↓↓↓

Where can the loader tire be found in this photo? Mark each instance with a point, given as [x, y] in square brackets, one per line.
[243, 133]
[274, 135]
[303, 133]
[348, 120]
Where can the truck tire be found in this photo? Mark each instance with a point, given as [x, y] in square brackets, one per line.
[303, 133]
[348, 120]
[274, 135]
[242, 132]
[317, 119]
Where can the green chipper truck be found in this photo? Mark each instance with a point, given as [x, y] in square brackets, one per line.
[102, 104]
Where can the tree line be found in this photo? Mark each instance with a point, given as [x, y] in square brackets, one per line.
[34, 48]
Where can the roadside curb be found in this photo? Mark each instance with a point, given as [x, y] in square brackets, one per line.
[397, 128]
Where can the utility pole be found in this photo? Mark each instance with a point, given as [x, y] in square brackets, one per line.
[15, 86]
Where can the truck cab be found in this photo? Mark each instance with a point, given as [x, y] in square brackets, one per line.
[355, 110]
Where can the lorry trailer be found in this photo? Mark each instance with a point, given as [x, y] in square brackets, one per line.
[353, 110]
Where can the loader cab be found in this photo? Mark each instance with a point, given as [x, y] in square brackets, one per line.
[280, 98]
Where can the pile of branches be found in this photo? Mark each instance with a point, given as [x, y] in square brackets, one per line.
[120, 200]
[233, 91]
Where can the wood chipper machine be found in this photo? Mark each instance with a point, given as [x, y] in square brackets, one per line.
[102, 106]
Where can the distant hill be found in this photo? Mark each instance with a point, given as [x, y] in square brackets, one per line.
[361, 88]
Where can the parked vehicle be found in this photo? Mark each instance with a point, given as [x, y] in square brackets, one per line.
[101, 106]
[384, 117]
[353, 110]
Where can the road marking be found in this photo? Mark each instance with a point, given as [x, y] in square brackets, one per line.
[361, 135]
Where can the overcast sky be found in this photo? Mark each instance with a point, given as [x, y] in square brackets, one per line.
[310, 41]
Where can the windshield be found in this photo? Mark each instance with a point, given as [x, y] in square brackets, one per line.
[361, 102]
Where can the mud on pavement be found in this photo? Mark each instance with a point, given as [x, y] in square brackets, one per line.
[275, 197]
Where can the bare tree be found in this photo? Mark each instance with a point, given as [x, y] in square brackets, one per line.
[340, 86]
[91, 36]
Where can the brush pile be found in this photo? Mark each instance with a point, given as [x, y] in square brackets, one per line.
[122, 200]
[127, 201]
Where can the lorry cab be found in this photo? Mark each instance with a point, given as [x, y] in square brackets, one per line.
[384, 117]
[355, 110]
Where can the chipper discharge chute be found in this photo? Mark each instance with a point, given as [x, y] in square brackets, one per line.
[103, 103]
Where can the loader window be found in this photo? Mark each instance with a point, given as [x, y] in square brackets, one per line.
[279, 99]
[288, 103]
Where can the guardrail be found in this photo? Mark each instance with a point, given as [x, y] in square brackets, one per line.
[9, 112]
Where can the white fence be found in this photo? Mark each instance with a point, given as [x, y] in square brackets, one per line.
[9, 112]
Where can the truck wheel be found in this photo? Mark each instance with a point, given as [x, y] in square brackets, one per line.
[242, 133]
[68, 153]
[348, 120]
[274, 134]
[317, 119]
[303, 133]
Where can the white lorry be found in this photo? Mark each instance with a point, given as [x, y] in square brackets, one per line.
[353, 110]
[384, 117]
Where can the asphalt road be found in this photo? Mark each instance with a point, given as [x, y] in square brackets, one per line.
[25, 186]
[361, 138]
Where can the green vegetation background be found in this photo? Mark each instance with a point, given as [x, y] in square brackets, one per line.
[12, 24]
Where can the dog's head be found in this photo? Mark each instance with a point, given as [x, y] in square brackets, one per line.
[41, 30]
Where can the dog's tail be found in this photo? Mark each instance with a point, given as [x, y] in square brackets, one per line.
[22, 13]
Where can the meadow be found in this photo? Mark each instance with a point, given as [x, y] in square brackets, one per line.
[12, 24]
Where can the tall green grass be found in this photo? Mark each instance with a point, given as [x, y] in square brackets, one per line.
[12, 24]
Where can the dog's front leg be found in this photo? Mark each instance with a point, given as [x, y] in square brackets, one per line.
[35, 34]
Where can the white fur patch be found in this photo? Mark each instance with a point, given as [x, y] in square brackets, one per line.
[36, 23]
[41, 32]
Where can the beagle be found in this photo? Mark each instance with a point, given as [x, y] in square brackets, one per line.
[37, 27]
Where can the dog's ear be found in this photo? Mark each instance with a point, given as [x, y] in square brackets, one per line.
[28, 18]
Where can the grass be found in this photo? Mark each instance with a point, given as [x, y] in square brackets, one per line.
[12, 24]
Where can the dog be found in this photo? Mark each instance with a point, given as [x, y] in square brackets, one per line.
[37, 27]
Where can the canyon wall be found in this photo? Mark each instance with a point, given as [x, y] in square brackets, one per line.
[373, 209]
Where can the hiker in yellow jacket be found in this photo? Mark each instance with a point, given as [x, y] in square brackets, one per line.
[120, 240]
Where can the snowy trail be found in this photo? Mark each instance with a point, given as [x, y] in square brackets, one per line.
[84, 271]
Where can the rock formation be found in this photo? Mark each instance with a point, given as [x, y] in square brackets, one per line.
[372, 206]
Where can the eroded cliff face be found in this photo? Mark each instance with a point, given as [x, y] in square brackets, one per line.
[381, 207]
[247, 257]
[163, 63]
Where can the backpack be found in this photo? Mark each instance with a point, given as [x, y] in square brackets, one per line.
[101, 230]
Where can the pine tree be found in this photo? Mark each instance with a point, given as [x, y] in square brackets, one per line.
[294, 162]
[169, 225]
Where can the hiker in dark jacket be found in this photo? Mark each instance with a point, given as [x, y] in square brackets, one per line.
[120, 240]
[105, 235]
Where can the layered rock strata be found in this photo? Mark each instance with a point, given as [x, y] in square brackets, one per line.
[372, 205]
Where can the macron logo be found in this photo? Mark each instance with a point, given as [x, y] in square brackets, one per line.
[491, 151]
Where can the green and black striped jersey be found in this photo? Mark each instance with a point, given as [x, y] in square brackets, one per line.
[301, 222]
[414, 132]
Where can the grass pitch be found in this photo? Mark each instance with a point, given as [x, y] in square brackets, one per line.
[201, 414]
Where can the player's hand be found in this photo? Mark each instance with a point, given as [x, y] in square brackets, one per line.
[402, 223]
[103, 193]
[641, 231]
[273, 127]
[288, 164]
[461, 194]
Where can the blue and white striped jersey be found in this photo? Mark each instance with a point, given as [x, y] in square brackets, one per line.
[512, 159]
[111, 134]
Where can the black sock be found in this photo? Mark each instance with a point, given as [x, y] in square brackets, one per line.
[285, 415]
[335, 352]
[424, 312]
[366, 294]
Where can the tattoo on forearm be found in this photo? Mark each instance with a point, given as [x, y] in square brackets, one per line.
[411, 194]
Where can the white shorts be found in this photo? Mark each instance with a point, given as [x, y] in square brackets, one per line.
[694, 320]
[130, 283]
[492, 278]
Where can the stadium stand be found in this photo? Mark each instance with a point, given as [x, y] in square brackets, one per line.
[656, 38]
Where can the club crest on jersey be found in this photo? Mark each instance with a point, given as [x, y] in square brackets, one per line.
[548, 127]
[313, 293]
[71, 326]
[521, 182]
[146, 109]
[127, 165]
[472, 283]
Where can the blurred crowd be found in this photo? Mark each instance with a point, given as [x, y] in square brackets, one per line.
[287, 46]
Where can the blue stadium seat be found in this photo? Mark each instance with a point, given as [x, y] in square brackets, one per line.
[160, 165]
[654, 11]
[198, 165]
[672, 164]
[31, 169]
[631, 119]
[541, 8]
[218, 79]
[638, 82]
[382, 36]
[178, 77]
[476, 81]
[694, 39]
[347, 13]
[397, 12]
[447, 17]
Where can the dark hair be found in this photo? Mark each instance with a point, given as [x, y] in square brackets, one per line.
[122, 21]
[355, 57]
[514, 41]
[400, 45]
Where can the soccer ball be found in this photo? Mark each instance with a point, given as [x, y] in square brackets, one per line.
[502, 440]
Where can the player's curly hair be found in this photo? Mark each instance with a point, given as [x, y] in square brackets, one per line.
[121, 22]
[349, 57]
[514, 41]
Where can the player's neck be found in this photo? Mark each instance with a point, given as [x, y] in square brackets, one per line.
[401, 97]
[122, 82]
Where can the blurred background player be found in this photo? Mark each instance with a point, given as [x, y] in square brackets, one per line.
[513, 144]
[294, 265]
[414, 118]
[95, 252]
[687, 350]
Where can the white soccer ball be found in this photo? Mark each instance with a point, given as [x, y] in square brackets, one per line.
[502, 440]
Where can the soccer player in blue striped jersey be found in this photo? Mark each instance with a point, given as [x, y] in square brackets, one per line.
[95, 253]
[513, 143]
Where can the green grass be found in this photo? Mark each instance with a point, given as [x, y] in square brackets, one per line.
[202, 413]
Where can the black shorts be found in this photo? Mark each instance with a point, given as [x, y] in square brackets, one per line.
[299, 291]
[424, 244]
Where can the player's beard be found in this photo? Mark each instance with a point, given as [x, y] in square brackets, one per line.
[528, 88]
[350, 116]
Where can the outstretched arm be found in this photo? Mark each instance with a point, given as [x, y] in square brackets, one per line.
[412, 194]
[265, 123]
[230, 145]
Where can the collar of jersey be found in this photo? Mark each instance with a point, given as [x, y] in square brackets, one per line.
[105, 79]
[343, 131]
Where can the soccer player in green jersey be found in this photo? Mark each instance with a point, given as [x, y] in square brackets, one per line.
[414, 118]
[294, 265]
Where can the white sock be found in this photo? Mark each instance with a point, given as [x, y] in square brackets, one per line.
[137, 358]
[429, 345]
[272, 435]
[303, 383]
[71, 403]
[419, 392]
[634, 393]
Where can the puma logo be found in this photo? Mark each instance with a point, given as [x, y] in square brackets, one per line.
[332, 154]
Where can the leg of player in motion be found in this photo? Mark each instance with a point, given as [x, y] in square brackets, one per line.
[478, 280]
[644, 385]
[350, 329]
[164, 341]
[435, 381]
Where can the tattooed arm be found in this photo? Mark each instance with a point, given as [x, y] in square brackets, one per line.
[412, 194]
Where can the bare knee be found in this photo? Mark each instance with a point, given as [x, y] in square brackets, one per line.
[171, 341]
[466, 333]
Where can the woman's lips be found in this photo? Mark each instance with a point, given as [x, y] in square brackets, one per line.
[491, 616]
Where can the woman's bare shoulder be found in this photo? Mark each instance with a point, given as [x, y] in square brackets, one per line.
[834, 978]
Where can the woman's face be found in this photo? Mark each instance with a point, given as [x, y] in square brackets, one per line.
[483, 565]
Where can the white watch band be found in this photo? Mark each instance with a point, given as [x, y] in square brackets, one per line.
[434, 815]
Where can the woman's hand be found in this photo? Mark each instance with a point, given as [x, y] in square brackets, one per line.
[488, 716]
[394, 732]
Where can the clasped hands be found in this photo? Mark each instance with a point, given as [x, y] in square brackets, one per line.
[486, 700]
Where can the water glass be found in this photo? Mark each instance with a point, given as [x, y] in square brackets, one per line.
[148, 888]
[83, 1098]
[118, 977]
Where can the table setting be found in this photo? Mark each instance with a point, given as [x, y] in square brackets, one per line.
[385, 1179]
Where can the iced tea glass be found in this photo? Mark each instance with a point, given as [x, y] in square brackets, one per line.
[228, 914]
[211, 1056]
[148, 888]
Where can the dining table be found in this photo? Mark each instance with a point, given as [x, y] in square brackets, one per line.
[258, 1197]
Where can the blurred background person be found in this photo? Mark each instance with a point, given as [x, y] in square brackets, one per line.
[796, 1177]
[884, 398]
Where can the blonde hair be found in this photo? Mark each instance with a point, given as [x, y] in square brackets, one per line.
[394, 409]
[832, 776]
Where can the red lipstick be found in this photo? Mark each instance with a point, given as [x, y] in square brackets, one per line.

↑↑↑

▶ Work required
From the line with "Where can the blurred background person" through the final line of the records, return each line exactly. Leave out the rest.

▶ Response below
Where can the blurred background person be found in this photo? Mark each instance with a point, given as [x, y] in square brackets, one per line.
[796, 1177]
[884, 398]
Where can the blonde hair be found in this photo? Mark each instance with a point, given as [x, y] in square brackets, one per line.
[394, 409]
[832, 776]
Where can the red lipstick be found in this photo? Mark each instance with a point, given as [x, y] in square brackets, one per line.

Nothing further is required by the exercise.